Frostbite, Exposure, Weather, Alaska, Mount Foraker
Alaska, Mount Foraker
On April 4, 1993, the Alaskan Archangel Expedition, consisting of eight British servicemen, flew into Lake Minchumina for the approach to Mount Foraker.
On April 5, they began their approach up the Foraker River by dogsled. A cache was buried at the terminus of the Foraker Glacier, for supplying the return trip.
The itinerary was approach to Mount Foraker via the Archangel Ridge—April 15 to May 15; climb Mount Foraker via the Archangel Ridge—April 15 to May 15; return to Wonder Lake airstrip—May 16 to May 25.
The approach went without incident. The expedition progressed well with their climb. A safe base camp was built at 5,700 feet on the Foraker Glacier. Camp 1 was located at 8,500 feet on the route. A fixed line was installed from the glacier to Camp 1 to protect load carriers, as this section involved technical difficulties. Camp 2 was located at 12,000 feet. There is a long exposed knife ridge between Camps 1 and 2. Camp 3 at 14,000 feet was the high camp from where the climbers would attempt the summit.

■ Written instruction 1: Output the lines of the records verbatim, from the line containing "[locate] pink bikini" through the final line of the records, with both ends included.
The records that follow are unrelated to the Mount Foraker report.

■ Dataset entries:

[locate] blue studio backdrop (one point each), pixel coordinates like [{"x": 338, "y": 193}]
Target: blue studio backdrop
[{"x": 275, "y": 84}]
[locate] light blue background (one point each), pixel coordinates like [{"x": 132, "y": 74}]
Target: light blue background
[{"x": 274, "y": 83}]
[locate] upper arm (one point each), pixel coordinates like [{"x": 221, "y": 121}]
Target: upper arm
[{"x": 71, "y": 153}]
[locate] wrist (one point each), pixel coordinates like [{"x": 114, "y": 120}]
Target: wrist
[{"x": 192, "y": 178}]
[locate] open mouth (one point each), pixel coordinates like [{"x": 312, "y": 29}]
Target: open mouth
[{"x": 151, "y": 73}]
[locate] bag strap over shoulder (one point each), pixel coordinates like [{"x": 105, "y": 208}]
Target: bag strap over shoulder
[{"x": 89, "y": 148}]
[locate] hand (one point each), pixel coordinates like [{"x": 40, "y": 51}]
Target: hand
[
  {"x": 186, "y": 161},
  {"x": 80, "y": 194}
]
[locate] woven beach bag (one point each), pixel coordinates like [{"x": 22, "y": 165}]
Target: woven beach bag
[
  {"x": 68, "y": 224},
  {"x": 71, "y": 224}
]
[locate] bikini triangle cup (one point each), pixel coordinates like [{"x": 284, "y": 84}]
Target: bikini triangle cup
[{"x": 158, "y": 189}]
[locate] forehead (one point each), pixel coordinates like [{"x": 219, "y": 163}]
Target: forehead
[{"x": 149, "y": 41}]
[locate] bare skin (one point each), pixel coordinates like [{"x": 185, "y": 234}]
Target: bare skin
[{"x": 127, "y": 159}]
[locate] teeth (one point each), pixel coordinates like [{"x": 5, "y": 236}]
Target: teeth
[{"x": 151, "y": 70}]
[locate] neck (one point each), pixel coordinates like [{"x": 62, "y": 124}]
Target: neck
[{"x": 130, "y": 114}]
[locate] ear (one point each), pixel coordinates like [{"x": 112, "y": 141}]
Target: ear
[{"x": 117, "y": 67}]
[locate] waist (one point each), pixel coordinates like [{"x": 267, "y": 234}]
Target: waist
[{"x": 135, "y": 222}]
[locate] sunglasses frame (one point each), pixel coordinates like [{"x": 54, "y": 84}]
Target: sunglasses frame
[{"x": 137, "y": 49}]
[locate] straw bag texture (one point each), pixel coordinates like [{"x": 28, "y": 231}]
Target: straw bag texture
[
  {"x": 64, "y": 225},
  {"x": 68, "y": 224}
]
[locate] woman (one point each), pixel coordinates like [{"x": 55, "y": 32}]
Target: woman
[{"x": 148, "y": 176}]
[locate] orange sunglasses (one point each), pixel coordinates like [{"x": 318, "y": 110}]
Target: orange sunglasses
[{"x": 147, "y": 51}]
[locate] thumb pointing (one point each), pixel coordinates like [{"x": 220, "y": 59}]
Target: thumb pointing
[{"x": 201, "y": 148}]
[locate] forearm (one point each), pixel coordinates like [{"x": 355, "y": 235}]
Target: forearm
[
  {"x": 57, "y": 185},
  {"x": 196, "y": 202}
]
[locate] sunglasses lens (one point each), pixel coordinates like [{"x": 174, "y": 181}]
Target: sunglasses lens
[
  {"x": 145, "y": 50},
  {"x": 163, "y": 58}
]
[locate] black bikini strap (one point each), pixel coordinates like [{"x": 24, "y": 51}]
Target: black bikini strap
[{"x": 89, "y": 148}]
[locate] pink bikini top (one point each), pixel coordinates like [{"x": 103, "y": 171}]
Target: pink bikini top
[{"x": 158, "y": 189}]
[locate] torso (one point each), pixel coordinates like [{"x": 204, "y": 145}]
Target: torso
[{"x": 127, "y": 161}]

■ Written instruction 2: Revise the Mount Foraker report from "On April 5, they" to "16 to May 25.", replacing "dogsled" with "snowmobile".

■ Complete output 1:
[locate] pink bikini top (one point each), pixel coordinates like [{"x": 103, "y": 171}]
Target: pink bikini top
[{"x": 158, "y": 189}]
[locate] torso (one point each), pixel coordinates like [{"x": 204, "y": 145}]
Target: torso
[{"x": 127, "y": 161}]

■ Complete output 2:
On April 5, they began their approach up the Foraker River by snowmobile. A cache was buried at the terminus of the Foraker Glacier, for supplying the return trip.
The itinerary was approach to Mount Foraker via the Archangel Ridge—April 15 to May 15; climb Mount Foraker via the Archangel Ridge—April 15 to May 15; return to Wonder Lake airstrip—May 16 to May 25.